* [INSTRUCTION] Rewrite the records below, switching every occurrence of "top-left corner" to "upper-left corner" and leaving everything else unchanged.

* [RECORDS SHOWN]

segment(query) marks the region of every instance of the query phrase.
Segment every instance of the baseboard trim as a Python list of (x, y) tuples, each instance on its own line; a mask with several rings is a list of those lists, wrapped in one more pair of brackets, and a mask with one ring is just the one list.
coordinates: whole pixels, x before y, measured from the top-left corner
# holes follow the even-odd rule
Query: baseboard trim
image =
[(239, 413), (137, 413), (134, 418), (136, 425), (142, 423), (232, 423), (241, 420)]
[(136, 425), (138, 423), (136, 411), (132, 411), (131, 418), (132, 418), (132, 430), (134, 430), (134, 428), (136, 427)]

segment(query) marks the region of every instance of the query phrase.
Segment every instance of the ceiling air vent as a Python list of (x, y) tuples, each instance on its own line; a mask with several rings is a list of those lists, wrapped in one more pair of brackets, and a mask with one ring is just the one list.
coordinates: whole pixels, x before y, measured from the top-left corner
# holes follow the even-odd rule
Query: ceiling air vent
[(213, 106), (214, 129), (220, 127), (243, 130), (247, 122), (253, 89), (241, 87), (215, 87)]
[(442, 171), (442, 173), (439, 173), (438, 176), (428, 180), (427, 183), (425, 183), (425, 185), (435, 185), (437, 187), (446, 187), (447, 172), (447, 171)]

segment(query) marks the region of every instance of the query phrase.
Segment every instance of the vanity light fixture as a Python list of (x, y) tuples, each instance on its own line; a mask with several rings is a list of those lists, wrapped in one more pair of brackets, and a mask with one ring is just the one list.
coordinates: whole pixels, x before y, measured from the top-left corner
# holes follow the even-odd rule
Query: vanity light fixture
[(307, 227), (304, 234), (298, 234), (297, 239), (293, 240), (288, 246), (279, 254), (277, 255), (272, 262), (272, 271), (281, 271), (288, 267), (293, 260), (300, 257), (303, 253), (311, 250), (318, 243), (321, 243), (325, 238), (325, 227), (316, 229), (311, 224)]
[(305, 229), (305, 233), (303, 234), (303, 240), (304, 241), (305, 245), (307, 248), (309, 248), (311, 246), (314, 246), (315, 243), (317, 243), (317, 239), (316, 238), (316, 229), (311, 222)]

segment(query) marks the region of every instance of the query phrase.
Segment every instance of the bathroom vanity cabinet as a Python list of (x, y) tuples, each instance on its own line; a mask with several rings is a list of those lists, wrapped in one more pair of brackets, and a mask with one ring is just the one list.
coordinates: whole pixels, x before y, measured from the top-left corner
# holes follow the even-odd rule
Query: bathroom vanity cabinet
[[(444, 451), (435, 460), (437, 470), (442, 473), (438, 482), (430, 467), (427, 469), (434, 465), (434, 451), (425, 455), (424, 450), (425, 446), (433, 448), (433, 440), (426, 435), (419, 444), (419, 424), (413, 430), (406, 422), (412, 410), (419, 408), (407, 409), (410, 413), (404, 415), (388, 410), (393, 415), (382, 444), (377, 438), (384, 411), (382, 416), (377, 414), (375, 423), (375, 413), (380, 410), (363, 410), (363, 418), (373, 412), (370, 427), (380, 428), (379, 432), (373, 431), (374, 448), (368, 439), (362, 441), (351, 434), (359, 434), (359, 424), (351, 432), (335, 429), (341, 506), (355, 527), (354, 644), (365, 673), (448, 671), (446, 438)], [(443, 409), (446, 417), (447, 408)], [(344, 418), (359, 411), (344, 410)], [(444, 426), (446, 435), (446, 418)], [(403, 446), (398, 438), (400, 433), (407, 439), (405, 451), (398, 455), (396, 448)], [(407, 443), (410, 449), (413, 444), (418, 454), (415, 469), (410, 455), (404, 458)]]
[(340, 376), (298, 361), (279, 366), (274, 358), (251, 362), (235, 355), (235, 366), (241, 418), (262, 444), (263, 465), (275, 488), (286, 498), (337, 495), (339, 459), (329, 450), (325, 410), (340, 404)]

* [RESULT OF THE EXERCISE]
segment(query) marks the region of every instance of the query phrase.
Segment every instance of the baseboard trim as a Python list of (x, y) tuples, each instance on its own line; a mask with several rings is a list of those lists, wrapped in one more pair of brackets, and a mask with one ring is just the one list.
coordinates: whole pixels, x before y, measured from the upper-left corner
# holes follow the even-odd rule
Query: baseboard trim
image =
[(239, 413), (137, 413), (134, 418), (136, 425), (142, 423), (232, 423), (241, 420)]
[(136, 425), (138, 423), (136, 411), (132, 411), (131, 418), (132, 418), (132, 430), (134, 430), (134, 428), (136, 427)]

segment(query) marks the region of every instance of the query phrase.
Segment every instance of the ceiling air vent as a Python list of (x, y) tuples, each instance on its own line; a mask with several rings is a list of those lists, wrapped in one more pair of brackets, and a mask with one ring is just the one list.
coordinates: whole pixels, x before y, measured from the upper-left corner
# holes follow the even-odd rule
Query: ceiling air vent
[(213, 106), (214, 129), (220, 127), (243, 130), (247, 122), (253, 89), (241, 87), (215, 87)]
[(442, 171), (442, 173), (439, 173), (438, 176), (428, 180), (427, 183), (425, 183), (425, 185), (435, 185), (437, 187), (446, 187), (447, 172), (447, 171)]

segment(query) marks the region of every instance of the query phrase.
Segment every instance of the vanity light fixture as a Python list of (x, y) tuples, each instance on its own line; a mask with several rings is a list of those lists, wrapped in one more pair of brackets, and a mask with one ring is just the one list.
coordinates: whole pixels, x before y, measured from the upper-left corner
# holes follow the even-odd rule
Query: vanity light fixture
[(307, 227), (304, 234), (298, 234), (297, 239), (293, 240), (288, 246), (279, 254), (277, 255), (272, 262), (272, 271), (281, 271), (288, 267), (293, 260), (300, 257), (303, 253), (311, 250), (318, 243), (321, 243), (325, 238), (325, 227), (316, 229), (311, 224)]
[(305, 229), (305, 233), (303, 234), (303, 240), (304, 241), (305, 245), (307, 248), (309, 248), (311, 246), (314, 246), (315, 243), (317, 243), (317, 239), (316, 238), (316, 229), (311, 222)]

segment(query) marks the region of every instance of the query phrase.
Segment every instance of the bathroom vanity cabinet as a Python list of (x, y) tuples, each instance on its own line; a mask with several rings is a list of those lists, wrapped in one more pair of brackets, and a mask with one ring is just the one list.
coordinates: whole pixels, x before y, measured from the upper-left corner
# holes follow the even-odd rule
Query: bathroom vanity cabinet
[[(444, 451), (435, 460), (437, 470), (442, 473), (438, 482), (430, 467), (427, 469), (434, 465), (434, 451), (425, 455), (424, 450), (425, 446), (433, 448), (433, 440), (426, 435), (419, 444), (419, 424), (413, 430), (406, 422), (412, 410), (419, 408), (407, 409), (410, 413), (404, 415), (388, 410), (393, 415), (382, 444), (377, 438), (384, 411), (382, 416), (377, 414), (375, 423), (375, 413), (380, 410), (363, 410), (363, 418), (373, 412), (370, 427), (380, 428), (379, 432), (373, 431), (374, 448), (368, 439), (362, 441), (351, 434), (359, 434), (359, 424), (351, 432), (335, 429), (341, 506), (355, 527), (354, 644), (365, 673), (448, 671), (446, 438)], [(443, 409), (446, 417), (447, 408)], [(344, 418), (359, 411), (344, 410)], [(444, 426), (446, 435), (446, 418)], [(403, 446), (398, 438), (400, 433), (407, 439), (405, 451), (398, 455), (396, 448)], [(407, 443), (410, 449), (413, 444), (418, 454), (415, 469), (410, 455), (404, 458)]]
[(340, 376), (298, 361), (279, 366), (274, 358), (251, 362), (235, 355), (235, 366), (241, 418), (262, 444), (263, 465), (275, 488), (286, 498), (337, 495), (339, 459), (329, 450), (325, 410), (340, 404)]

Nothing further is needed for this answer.